### EXERCISE AIM
What you return should be the entries, unchanged, without their pictures.

### RECORDS TO PROCESS
'''
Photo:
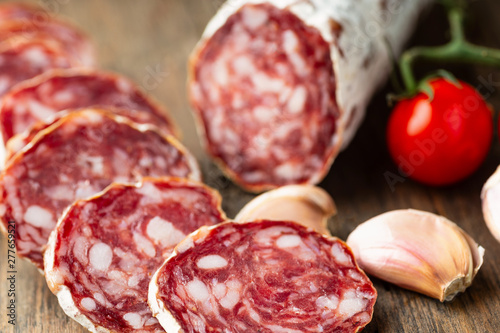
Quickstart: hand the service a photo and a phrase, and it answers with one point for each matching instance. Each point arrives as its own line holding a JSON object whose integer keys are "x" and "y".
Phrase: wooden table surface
{"x": 150, "y": 40}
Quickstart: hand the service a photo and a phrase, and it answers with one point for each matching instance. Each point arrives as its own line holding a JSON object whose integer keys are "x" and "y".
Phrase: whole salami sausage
{"x": 279, "y": 86}
{"x": 101, "y": 255}
{"x": 264, "y": 276}
{"x": 73, "y": 41}
{"x": 38, "y": 99}
{"x": 75, "y": 158}
{"x": 22, "y": 59}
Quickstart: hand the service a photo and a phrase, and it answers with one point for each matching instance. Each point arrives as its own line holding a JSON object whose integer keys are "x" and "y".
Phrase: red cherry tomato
{"x": 443, "y": 140}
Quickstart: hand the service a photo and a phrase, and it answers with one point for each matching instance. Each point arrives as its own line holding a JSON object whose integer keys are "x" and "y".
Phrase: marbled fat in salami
{"x": 75, "y": 158}
{"x": 38, "y": 99}
{"x": 264, "y": 276}
{"x": 265, "y": 118}
{"x": 280, "y": 86}
{"x": 22, "y": 59}
{"x": 101, "y": 256}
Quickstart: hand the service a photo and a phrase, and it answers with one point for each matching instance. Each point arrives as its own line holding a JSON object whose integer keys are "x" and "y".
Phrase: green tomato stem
{"x": 458, "y": 49}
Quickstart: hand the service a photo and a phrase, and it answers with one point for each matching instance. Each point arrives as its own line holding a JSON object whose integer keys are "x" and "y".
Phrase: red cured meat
{"x": 264, "y": 276}
{"x": 22, "y": 59}
{"x": 69, "y": 38}
{"x": 75, "y": 158}
{"x": 39, "y": 99}
{"x": 102, "y": 254}
{"x": 263, "y": 90}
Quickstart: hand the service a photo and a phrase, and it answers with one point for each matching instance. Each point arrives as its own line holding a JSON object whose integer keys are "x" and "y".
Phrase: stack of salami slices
{"x": 109, "y": 205}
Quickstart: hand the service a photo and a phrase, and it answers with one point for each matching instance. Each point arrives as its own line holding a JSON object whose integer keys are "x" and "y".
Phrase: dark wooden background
'''
### COMPLETED TASK
Photo:
Quickstart: hand the service a photo and a phrase, and it answers with one point for each matching instance. Each point arrives as its own line holding a JSON object whose integer keys are "x" and "y".
Phrase: wooden table surface
{"x": 150, "y": 40}
Quickstart: hand the service a photo and a phrase, and it answers with one point for each matching instance. Each point arrives as its own line holding a JSON object whose integer keys are "x" and "y".
Phrase: whole salami sausage
{"x": 279, "y": 86}
{"x": 101, "y": 255}
{"x": 264, "y": 276}
{"x": 73, "y": 41}
{"x": 38, "y": 99}
{"x": 75, "y": 158}
{"x": 22, "y": 59}
Quickstart: hand the service a photo and a phrase, and it answers with one point for each matching instance. Each point arrives as its own line holding a JSON object whose integer keys are "x" and "y".
Phrase: red cherry tomato
{"x": 443, "y": 140}
Quickstart: hand the service a photo and a phrase, and it answers with one point for each matching instance. Each point arrives as its own line holding a JSON object whose integer keys are "x" and "y".
Phrase: marbled fat in salami
{"x": 75, "y": 158}
{"x": 38, "y": 99}
{"x": 264, "y": 276}
{"x": 265, "y": 118}
{"x": 280, "y": 86}
{"x": 22, "y": 59}
{"x": 101, "y": 256}
Quickstart: hand the service a photo and a phrase, and it answers with one point for each matching instance. Each point arrives as its own line holding a JSON object whose integer keys are "x" and "y".
Phrase: green tomato stem
{"x": 458, "y": 49}
Quickstart: hand the service a photo and a phrase, and it answers with one point for each matching instance. Each point arrives as its own line holding a JSON object whose integer keys are "x" and "y".
Phrase: red cured meat
{"x": 264, "y": 276}
{"x": 22, "y": 59}
{"x": 69, "y": 38}
{"x": 75, "y": 158}
{"x": 39, "y": 99}
{"x": 102, "y": 254}
{"x": 263, "y": 90}
Quickstart: hand the service a photo and a phrase, and it answers with one point for each matching instance. Each point arrives as its own line holding a JSON object whose integer keys are "x" and "y".
Phrase: stack of salami slices
{"x": 109, "y": 205}
Quickstart: hand the service a photo and a phrase, and it answers with one point for each matching instance. Each point arrives as its own line holding a JSON object whose integer keys are "x" and "y".
Phrase: dark wooden background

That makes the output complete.